begin Exercise material
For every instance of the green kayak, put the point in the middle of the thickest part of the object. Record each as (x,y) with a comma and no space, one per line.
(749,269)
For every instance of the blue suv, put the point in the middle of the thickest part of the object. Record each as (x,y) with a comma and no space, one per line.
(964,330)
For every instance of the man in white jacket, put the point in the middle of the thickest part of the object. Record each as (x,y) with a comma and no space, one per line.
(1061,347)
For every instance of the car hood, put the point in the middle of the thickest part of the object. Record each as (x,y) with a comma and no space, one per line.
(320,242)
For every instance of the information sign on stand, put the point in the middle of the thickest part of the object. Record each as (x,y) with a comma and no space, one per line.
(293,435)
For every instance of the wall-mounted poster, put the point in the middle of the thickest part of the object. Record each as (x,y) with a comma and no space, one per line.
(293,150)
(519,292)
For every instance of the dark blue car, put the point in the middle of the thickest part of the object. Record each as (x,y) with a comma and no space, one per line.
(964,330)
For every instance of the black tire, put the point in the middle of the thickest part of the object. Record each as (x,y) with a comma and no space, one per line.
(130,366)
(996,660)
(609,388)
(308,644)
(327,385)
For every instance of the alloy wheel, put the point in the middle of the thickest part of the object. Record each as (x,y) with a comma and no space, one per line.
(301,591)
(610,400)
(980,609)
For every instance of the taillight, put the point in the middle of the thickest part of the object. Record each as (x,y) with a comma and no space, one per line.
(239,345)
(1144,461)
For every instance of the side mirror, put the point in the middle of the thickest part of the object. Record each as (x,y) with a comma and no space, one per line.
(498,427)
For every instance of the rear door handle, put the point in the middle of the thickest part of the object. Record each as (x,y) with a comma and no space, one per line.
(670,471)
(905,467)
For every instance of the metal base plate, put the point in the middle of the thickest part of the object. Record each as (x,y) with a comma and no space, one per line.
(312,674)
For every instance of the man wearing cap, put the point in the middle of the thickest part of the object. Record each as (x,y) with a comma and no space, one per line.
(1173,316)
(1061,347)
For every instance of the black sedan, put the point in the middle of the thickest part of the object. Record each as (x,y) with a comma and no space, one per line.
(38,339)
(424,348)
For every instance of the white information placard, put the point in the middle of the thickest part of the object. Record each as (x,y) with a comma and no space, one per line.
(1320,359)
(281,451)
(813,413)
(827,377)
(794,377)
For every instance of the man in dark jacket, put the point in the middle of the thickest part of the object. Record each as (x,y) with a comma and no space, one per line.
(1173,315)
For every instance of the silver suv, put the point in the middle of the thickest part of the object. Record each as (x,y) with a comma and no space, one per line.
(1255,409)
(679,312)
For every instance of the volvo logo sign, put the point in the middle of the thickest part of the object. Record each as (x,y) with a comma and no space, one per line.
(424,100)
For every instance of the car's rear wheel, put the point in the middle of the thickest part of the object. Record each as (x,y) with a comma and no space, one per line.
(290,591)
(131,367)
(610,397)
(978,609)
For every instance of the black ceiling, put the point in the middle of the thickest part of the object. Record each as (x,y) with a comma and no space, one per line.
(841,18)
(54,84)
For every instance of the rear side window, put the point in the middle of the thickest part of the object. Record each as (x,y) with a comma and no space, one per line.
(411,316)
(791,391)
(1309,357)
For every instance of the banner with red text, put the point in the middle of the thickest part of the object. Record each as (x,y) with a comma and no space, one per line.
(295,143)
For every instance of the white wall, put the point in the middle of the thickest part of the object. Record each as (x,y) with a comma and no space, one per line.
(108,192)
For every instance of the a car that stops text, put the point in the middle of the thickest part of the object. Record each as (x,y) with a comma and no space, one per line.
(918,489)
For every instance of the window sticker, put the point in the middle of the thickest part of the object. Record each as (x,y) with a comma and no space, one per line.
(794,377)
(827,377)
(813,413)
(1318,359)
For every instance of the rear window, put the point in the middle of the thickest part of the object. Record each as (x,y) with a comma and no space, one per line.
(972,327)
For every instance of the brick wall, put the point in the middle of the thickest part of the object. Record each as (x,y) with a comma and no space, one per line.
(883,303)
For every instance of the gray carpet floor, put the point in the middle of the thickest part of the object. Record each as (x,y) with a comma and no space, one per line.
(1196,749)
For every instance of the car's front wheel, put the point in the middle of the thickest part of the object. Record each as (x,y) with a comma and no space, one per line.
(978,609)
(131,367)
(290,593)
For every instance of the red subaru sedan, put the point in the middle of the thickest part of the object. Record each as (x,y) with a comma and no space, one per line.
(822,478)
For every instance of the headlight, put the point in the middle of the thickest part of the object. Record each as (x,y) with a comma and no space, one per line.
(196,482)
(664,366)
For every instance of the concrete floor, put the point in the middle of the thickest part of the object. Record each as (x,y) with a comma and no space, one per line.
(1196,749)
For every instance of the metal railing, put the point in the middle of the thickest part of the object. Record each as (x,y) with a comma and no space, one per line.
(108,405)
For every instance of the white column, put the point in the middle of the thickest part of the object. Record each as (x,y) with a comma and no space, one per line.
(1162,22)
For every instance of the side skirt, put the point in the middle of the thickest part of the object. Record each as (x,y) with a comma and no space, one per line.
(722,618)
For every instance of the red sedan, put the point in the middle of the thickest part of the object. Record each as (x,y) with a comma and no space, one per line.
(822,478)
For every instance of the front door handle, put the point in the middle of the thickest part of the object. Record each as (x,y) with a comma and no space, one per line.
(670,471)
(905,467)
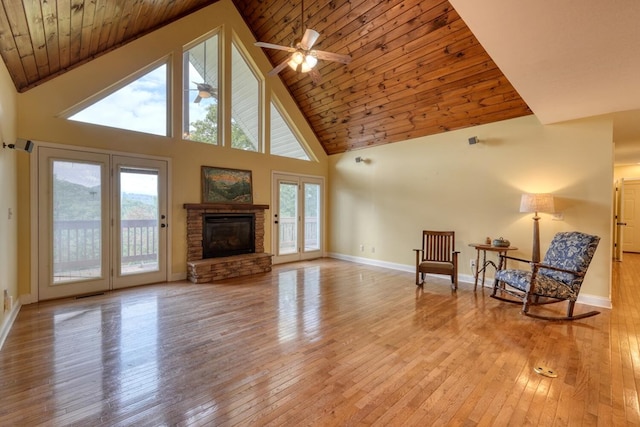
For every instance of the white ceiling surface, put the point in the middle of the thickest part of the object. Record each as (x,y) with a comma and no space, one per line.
(568,59)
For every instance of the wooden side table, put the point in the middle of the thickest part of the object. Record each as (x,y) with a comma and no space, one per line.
(481,247)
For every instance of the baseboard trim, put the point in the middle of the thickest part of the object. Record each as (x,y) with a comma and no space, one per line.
(8,324)
(592,300)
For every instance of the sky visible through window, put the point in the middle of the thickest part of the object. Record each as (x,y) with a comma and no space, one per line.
(139,106)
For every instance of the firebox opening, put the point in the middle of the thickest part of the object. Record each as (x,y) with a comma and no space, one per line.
(227,235)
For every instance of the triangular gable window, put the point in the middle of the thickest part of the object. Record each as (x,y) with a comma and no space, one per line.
(139,106)
(284,141)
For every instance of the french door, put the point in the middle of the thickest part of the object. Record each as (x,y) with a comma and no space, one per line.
(101,222)
(298,203)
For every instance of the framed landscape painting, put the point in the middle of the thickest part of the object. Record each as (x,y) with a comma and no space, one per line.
(222,185)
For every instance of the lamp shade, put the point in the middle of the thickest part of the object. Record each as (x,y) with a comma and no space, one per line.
(537,203)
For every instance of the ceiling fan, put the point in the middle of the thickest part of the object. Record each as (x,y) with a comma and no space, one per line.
(303,58)
(205,90)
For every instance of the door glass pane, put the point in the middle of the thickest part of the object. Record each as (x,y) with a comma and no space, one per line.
(288,236)
(77,221)
(311,216)
(138,221)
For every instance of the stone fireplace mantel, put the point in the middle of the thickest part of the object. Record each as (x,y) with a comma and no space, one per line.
(201,270)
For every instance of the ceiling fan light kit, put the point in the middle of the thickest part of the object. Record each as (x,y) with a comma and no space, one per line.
(302,58)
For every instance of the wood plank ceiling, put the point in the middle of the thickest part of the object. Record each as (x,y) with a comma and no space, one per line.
(417,69)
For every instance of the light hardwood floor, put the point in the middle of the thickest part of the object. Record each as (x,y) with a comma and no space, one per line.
(325,342)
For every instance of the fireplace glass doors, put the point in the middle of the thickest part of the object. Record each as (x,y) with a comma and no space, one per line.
(227,235)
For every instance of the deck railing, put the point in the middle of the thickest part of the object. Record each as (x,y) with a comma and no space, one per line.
(288,233)
(77,244)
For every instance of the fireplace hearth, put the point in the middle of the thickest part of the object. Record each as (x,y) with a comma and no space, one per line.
(227,253)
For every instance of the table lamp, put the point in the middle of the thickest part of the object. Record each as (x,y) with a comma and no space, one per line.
(536,203)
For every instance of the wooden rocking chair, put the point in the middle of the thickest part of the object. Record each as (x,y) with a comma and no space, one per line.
(557,278)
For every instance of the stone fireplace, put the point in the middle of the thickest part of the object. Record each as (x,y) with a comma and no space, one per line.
(218,245)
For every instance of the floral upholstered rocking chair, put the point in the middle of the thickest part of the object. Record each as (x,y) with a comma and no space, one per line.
(557,278)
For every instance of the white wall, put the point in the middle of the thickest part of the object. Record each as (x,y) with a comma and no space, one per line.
(8,200)
(442,182)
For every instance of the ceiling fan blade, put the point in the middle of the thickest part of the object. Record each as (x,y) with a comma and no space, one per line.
(315,75)
(275,46)
(279,68)
(330,56)
(309,38)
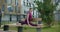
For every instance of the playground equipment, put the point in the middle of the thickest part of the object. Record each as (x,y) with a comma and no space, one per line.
(20,27)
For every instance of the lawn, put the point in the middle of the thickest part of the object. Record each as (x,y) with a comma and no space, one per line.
(27,29)
(55,28)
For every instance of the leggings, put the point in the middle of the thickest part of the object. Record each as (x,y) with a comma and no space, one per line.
(25,22)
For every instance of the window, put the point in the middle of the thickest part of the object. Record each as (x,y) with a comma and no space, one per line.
(27,4)
(27,0)
(10,9)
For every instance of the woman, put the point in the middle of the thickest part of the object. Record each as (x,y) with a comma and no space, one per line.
(29,19)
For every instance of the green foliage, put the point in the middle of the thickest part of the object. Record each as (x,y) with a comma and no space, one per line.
(46,9)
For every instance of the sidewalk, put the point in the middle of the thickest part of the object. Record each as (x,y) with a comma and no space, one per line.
(1,30)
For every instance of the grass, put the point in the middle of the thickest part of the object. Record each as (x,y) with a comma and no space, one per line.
(55,28)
end Exercise material
▶ _Exercise requirements_
Starting with the line that contains "For every instance of the playground", repeat each line through the last one exactly as it appears. Include both ends and nothing more.

▶ _Solved exercise_
For every instance of the playground equipment, put the point in the middle of the thickest part of the object. Record each as (x,y) with a comma and no space, one per line.
(20,27)
For every instance of the lawn, put the point in the middle of the thickest part of the object. Record each as (x,y) with a comma and no space, one per line.
(27,29)
(55,28)
For every instance of the leggings, put the point in the middle of the thickest part of the object. Record each as (x,y) with a comma and no space, one per line.
(25,22)
For every instance of the window, put the point in the middle of the thickest part of the object. Record each as (x,y) with a comma and no space, one per line.
(27,4)
(27,0)
(10,9)
For every instance of the woman, put the point in the middle of the thickest part of the object. Record each as (x,y) with a comma and no space, one per line.
(29,19)
For every instance of the green foliage, put the point in the middle of the thickest part of the object. Record each as (x,y) with a comma and no space, one per line.
(46,9)
For every instance of the sidewalk, put the point in the middle of the thickest part of the object. Record each as (x,y) with a comma and no space, one per line.
(1,30)
For every instance of the grass, put the point in the middle of the thickest part of the object. Record each as (x,y) with a comma and no space, one per line.
(55,28)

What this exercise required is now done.